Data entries
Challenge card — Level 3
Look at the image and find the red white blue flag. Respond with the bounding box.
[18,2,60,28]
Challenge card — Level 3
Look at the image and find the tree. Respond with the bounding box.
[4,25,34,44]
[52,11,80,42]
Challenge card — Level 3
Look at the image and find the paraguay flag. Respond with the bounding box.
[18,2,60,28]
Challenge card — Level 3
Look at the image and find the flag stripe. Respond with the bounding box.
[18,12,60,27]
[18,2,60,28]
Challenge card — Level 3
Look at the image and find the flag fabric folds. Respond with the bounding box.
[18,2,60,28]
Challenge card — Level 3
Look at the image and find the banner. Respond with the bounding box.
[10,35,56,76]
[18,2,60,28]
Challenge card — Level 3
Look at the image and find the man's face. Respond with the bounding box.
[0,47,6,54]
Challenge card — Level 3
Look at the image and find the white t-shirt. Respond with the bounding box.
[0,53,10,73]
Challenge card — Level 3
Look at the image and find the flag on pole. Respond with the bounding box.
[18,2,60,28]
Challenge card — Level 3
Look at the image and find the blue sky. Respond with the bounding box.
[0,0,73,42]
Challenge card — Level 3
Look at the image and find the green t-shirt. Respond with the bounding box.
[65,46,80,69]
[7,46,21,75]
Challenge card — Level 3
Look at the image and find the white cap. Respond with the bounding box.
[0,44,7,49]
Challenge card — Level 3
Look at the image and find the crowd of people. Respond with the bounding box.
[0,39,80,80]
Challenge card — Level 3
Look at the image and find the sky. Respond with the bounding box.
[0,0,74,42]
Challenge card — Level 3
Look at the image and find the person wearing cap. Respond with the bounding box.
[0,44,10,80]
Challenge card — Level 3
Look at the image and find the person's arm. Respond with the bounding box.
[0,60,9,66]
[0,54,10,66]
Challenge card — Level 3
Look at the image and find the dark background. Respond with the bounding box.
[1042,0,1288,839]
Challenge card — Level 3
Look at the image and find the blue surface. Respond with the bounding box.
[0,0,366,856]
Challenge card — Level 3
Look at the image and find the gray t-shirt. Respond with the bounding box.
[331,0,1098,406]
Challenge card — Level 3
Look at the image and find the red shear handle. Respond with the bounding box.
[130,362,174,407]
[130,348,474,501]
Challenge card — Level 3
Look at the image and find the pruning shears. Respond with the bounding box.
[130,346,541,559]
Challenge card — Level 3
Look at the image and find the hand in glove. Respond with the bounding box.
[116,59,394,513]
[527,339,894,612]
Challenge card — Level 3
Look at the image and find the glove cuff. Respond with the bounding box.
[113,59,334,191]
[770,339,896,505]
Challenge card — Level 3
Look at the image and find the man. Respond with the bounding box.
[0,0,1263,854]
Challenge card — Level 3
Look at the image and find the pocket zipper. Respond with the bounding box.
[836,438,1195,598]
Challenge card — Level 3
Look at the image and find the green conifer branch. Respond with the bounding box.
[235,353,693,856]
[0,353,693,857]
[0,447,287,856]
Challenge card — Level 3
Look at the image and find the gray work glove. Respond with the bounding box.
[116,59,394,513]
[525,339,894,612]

EXERCISE INSTRUCTIONS:
Put the records above into a two-column CSV with the header names instruction and box, one row per record. Place each record's text and its answer in separate quoted fields, replacing any line breaks with spaces.

TASK SOLUTION:
instruction,box
"Challenge card — Level 3 Look at the image and find the red white blue flag. Respond with the bounding box.","[18,2,60,28]"
"Challenge card — Level 3 Look at the image and find the tree. Respond with the bounding box.","[4,25,34,44] [52,11,80,42]"
"Challenge card — Level 3 Look at the image and find the paraguay flag. Respond with the bounding box.","[18,2,60,28]"
"Challenge card — Level 3 Look at the image and find the flag stripe. Respond with the bounding box.","[18,12,60,27] [18,2,60,28]"
"Challenge card — Level 3 Look at the image and find the flag fabric folds. Respond with the bounding box.","[18,2,60,28]"
"Challenge card — Level 3 Look at the image and find the banner. Respond with the bounding box.","[10,35,56,76] [18,2,60,28]"
"Challenge card — Level 3 Look at the image and find the man's face. Respond with the bounding box.","[0,47,6,54]"
"Challenge card — Level 3 Look at the image and find the white t-shirt. Respond with the bounding box.","[0,53,10,73]"
"Challenge card — Level 3 Look at the image and find the flag on pole. Respond with the bounding box.","[18,2,60,28]"
"Challenge card — Level 3 Look at the image and find the blue sky. Respond with the bounding box.","[0,0,73,42]"
"Challenge card — Level 3 Look at the image and find the green t-shirt. Respond with the bounding box.","[65,46,80,69] [7,46,21,75]"
"Challenge card — Level 3 Look at the image and find the white cap. Respond with the bounding box.","[0,44,7,49]"
"Challenge card — Level 3 Look at the image and find the crowd of people. Respond with the bounding box.","[0,39,80,80]"
"Challenge card — Level 3 Look at the image and find the sky. Respond with the bounding box.","[0,0,74,42]"
"Challenge card — Level 3 Look at the image and find the person wearing cap. Respond with the bounding box.","[0,44,10,80]"
"Challenge card — Level 3 Look at the image and find the person's arm. Respond with the bounding box.","[0,60,9,66] [0,54,10,66]"
"Challenge card — Level 3 Look at the image and find the dark background. Respond with the bounding box.","[1042,0,1288,839]"
"Challenge card — Level 3 Look at the image and find the blue surface. Respond with the bounding box.","[0,0,366,856]"
"Challenge card — Level 3 Look at the image and find the gray t-shirt. Respond with the bounding box.","[331,0,1098,406]"
"Challenge card — Level 3 Look at the image and find the red shear handle. Respond with the bounding box.","[130,362,174,407] [130,348,474,501]"
"Challenge card — Level 3 Look at the image and find the pruning shears. Respond with the bounding box.","[130,346,541,559]"
"Challenge card — Level 3 Look at the image and find the hand in glove. Respond with the bounding box.","[116,59,394,513] [527,339,894,612]"
"Challenge card — Level 3 Look at the image and find the glove cuff. Respond with the bounding box.","[113,59,334,191] [770,339,896,505]"
"Challenge card — Level 3 Look at the image and find the man. Respond with the bounding box.","[0,0,1263,854]"
"Challenge card — Level 3 Look at the image and find the pocket zipper. Respond with the bounding box.","[836,438,1195,598]"
"Challenge card — Level 3 Look at the image and find the green conifer branch. Respond with the bounding box.","[235,353,693,856] [0,353,693,857] [0,447,287,856]"
"Challenge card — Level 3 Look at the image and find the gray work glove. Respond with the bounding box.","[116,59,394,513] [525,339,894,612]"